[Given passage]
Trevor Noah has come under much criticism for suggesting, in jest, that France owes its victory in that tournament to Africa. This on account of the high number of players of African descent in the French team.

I’d certainly like an African team to win the World Cup one day. But I’m not, like Noah and others on social media, one to claim the black French players for our continent.

I believe that the players in question have an inalienable right to choose which country to pledge their loyalty to - in the same way so many other Africans embrace Europe to escape poverty and the ruinous rule of their despots.

I think, too, that the matter of what those who choose to join this purportedly colourless Frenchhood is one best left to the assimilated and their assimilators. Period.

For all we know, the likes of Pogba, Mbappe, Dembele and Umtiti might, in fact, take serious offence at being associated with, or being claimed by Africa, which in many European circles is still being seen as “the dark continent”.

The backdrop to this is that, historically, French colonialism sought to assimilate its colonial subjects - so that they would aspire to be included in a supposedly superior culture, identity and nationhood.

Which comes as no surprise that to this day so many French-speaking African countries are tethered to the French apron strings through the CFA franc.

So, why was the French US ambassador so irked by Noah’s joke?

[Required work]
(1) From the passage on France's World Cup win and Africa, list the players it names.
(2) Return every line in the rows that contains the word "raised", treating uppercase and lowercase as different.
The passage and the rows have nothing to do with each other.

[Rows]
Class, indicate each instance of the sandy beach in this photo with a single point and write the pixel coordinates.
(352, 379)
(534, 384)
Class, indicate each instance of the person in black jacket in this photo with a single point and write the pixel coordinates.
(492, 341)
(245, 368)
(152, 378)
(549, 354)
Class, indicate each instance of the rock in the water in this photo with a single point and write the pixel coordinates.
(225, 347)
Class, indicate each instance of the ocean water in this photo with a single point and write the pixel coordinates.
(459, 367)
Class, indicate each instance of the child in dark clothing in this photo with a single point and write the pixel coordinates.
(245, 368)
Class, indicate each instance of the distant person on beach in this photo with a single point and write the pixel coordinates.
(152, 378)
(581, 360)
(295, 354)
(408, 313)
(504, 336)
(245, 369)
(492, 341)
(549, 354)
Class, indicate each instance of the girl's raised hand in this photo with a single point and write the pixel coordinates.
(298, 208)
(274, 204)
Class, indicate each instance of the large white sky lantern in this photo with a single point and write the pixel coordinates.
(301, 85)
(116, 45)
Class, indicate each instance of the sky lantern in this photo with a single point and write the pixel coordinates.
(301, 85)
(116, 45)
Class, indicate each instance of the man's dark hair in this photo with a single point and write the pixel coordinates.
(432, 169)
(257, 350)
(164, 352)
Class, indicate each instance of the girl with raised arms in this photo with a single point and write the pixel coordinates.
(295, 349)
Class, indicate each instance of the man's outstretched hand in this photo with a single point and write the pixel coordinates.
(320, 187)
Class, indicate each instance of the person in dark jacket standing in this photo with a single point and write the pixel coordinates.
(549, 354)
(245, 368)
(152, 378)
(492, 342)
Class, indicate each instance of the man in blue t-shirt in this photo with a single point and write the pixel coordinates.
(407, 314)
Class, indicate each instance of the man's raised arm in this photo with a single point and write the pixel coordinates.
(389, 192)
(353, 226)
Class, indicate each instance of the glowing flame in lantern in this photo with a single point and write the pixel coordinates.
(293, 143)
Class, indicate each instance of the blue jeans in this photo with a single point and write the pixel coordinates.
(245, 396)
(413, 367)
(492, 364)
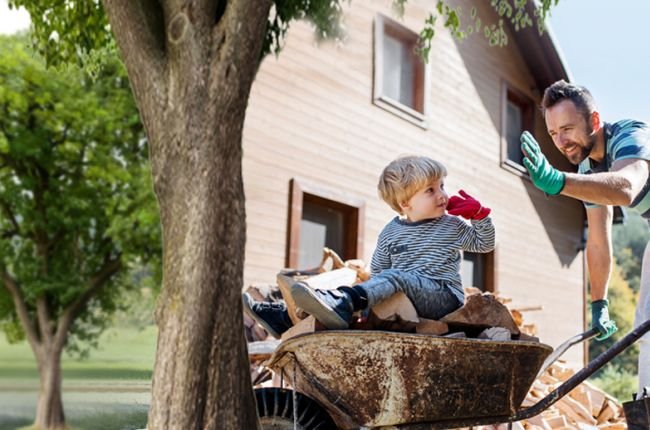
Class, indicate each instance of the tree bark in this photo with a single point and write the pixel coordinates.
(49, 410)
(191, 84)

* * *

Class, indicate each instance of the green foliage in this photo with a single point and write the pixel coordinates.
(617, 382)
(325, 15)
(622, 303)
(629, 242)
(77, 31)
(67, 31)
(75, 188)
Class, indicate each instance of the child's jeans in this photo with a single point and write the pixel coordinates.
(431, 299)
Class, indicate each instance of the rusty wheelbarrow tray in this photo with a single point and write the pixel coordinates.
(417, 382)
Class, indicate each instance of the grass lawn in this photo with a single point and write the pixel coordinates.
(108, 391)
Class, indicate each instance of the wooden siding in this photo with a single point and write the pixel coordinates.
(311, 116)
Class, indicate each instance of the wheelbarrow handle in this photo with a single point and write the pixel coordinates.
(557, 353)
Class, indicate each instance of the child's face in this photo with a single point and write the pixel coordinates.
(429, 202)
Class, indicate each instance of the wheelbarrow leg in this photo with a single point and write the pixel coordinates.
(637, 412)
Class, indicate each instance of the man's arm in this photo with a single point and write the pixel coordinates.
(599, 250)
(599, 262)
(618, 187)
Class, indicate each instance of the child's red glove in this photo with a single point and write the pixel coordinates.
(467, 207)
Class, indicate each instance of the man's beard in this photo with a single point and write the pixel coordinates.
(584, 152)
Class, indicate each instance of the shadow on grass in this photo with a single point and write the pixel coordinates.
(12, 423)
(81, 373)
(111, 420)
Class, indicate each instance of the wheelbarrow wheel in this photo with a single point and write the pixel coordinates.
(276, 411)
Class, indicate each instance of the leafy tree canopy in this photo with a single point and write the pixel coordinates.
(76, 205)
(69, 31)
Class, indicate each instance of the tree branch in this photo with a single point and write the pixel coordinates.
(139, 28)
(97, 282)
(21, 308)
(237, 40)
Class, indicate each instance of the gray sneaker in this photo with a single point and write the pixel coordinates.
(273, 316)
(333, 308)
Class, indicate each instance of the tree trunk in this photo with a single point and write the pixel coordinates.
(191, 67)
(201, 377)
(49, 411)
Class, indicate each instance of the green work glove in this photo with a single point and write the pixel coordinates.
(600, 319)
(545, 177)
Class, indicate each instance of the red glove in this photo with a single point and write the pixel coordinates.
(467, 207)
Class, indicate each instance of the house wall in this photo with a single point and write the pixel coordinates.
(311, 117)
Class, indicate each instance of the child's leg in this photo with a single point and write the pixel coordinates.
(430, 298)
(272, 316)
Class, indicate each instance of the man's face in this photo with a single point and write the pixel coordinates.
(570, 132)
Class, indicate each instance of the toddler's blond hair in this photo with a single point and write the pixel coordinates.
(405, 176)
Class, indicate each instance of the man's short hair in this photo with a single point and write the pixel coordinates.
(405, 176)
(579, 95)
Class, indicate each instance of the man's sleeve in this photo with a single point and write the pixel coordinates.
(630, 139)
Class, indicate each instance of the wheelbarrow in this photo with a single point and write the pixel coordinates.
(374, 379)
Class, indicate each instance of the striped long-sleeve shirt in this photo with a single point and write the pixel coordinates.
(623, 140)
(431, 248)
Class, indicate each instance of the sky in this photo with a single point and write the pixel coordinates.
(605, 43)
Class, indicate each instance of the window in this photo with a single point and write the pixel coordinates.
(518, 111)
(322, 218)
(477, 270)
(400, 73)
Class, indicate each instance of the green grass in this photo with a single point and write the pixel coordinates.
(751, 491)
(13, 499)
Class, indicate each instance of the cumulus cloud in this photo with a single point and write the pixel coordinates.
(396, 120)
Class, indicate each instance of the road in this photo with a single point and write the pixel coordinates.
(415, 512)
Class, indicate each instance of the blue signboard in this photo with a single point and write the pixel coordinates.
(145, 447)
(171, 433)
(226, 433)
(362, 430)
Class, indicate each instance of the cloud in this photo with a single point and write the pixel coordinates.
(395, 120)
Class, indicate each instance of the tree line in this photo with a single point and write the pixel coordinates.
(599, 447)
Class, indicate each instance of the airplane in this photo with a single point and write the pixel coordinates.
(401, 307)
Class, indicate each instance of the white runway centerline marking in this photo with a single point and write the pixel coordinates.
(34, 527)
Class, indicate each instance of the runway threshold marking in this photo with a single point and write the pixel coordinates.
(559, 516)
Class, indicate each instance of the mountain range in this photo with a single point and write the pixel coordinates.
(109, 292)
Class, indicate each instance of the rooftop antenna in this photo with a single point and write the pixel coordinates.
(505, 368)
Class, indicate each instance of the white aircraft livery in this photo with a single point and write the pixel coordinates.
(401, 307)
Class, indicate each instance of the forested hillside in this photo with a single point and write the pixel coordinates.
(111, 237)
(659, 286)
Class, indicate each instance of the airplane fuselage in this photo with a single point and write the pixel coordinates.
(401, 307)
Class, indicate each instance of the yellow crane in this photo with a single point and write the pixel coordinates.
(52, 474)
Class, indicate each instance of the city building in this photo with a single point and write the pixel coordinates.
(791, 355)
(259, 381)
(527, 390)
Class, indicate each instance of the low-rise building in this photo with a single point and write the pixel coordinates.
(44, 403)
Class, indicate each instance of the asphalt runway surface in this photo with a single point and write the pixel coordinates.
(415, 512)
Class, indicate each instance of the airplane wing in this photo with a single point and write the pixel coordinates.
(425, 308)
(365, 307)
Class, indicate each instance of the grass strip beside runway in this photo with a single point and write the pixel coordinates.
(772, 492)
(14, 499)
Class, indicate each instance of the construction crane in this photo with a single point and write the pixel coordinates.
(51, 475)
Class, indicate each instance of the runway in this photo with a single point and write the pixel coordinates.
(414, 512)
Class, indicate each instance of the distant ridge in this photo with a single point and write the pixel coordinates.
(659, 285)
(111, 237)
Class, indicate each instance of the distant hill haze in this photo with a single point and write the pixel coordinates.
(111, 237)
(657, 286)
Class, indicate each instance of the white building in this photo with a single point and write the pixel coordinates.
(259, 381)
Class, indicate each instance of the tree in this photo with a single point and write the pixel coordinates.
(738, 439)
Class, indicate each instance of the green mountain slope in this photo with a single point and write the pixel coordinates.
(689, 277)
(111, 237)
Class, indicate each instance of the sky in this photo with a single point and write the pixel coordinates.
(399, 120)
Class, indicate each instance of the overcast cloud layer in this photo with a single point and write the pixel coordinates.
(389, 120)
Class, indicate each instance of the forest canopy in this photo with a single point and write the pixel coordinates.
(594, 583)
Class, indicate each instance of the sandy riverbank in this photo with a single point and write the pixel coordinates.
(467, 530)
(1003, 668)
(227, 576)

[Results for the exercise]
(1) Pogba, Mbappe, Dembele, Umtiti

(2)
Class, indicate each instance of the girl's raised hand in this photo with a single point and write the pixel coordinates.
Class, indicate each instance of the girl with raised arms in this photo with a single point and write the pixel coordinates.
Class, indicate each instance of the man's raised arm in this photo with a single point and write the pixel coordinates.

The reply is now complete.